- **Problem to work on**:
Below is a listing; repeat exactly the lines from the one containing "Target: palm-like plant" to the one containing "form: point(27, 238).", both included.
-*-*-
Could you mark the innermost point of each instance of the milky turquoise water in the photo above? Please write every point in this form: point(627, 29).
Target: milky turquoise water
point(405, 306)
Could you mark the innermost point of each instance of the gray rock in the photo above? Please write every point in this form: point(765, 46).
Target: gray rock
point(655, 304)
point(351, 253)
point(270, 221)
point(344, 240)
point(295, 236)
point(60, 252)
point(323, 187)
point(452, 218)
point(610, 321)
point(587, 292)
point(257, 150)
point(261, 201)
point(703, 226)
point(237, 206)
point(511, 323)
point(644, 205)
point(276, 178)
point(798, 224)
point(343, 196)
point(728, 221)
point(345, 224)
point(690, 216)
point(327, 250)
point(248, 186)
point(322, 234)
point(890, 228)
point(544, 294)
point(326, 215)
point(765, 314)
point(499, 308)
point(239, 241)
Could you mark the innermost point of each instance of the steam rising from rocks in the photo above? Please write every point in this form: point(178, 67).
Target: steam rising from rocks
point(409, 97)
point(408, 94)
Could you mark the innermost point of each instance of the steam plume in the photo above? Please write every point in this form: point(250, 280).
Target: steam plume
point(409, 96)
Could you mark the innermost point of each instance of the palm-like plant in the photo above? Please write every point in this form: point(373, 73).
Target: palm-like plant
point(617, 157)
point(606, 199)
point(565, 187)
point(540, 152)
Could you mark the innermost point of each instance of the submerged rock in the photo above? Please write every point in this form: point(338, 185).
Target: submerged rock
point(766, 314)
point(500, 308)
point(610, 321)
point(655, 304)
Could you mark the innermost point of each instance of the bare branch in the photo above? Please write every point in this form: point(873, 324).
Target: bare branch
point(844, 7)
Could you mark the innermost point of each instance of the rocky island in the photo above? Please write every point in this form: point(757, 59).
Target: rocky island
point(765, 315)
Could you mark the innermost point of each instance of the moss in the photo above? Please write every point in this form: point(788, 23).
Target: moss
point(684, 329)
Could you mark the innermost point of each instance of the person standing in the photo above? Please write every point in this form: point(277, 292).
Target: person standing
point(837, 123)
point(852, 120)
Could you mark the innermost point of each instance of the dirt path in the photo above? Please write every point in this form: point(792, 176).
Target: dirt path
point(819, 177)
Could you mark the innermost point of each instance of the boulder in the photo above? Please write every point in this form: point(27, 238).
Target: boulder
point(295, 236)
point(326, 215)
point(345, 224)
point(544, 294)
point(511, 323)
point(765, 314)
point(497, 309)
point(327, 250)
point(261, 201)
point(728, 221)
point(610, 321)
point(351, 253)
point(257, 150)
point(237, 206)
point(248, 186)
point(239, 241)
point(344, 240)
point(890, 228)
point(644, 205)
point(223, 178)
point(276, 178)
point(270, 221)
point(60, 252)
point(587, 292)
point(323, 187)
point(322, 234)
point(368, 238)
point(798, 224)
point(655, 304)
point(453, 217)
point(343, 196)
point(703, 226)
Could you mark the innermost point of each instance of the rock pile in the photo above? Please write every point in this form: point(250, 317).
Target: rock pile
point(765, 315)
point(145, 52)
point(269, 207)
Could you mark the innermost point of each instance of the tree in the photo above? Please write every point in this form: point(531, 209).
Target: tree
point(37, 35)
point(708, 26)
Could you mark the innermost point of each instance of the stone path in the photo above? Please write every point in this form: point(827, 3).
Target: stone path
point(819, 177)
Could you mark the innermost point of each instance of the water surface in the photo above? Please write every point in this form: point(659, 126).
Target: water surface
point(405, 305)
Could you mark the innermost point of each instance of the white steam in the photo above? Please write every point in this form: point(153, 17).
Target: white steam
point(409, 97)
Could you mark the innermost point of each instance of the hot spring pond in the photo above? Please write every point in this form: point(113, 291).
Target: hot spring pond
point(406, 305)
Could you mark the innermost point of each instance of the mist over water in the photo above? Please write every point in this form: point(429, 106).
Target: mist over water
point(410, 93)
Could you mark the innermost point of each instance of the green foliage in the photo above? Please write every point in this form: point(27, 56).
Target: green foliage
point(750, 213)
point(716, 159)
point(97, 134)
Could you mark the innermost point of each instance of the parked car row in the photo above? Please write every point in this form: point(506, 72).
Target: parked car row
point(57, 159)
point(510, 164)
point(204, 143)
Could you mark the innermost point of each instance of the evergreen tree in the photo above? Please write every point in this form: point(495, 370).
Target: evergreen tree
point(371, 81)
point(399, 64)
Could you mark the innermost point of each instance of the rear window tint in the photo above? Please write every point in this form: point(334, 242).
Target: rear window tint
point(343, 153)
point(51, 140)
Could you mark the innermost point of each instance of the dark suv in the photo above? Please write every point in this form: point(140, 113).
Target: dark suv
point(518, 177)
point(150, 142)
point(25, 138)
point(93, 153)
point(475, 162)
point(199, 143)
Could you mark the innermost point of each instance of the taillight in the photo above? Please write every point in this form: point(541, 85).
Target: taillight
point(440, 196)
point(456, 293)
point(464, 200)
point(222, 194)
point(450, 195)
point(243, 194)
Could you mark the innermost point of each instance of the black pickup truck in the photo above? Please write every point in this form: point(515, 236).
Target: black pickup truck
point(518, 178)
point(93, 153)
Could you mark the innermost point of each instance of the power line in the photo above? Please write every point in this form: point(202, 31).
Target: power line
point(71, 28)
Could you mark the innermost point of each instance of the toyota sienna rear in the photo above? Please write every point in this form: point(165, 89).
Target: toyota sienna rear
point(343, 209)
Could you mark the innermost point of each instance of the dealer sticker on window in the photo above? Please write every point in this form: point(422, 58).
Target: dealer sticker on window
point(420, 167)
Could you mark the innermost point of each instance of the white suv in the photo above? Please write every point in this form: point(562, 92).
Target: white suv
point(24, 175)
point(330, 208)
-*-*-
- **Output for this exercise**:
Target: palm-like plant
point(617, 157)
point(606, 199)
point(565, 187)
point(540, 152)
Could you mark the innermost point of each instance of the submerged rock in the photo above? Please write every point in this form: point(338, 185).
Target: submerged rock
point(766, 314)
point(500, 308)
point(610, 321)
point(655, 304)
Could you mark the innermost point of each instance of the bare branch in the photo above? Please write every point in this form: point(873, 324).
Target: bare branch
point(844, 7)
Could you mark the innermost point of each instance of the rocky island in the photo above? Please write every point in this form: point(757, 59).
Target: rocky island
point(765, 315)
Could you mark the innermost point of each instance of the moss in the photo above? Please write every point in this form: point(788, 23).
Target: moss
point(684, 329)
Could you mark the innermost point of each instance of the person standing in the photo above? Please write every point in this form: point(277, 292).
Target: person standing
point(837, 123)
point(852, 120)
Could you mark the innermost point of each instance of the dirt path in the photo above? Please write every point in this form: point(792, 176).
Target: dirt path
point(819, 177)
Could you mark the innermost point of each instance of the boulder in the photo above? Please write every point in this form: point(27, 238).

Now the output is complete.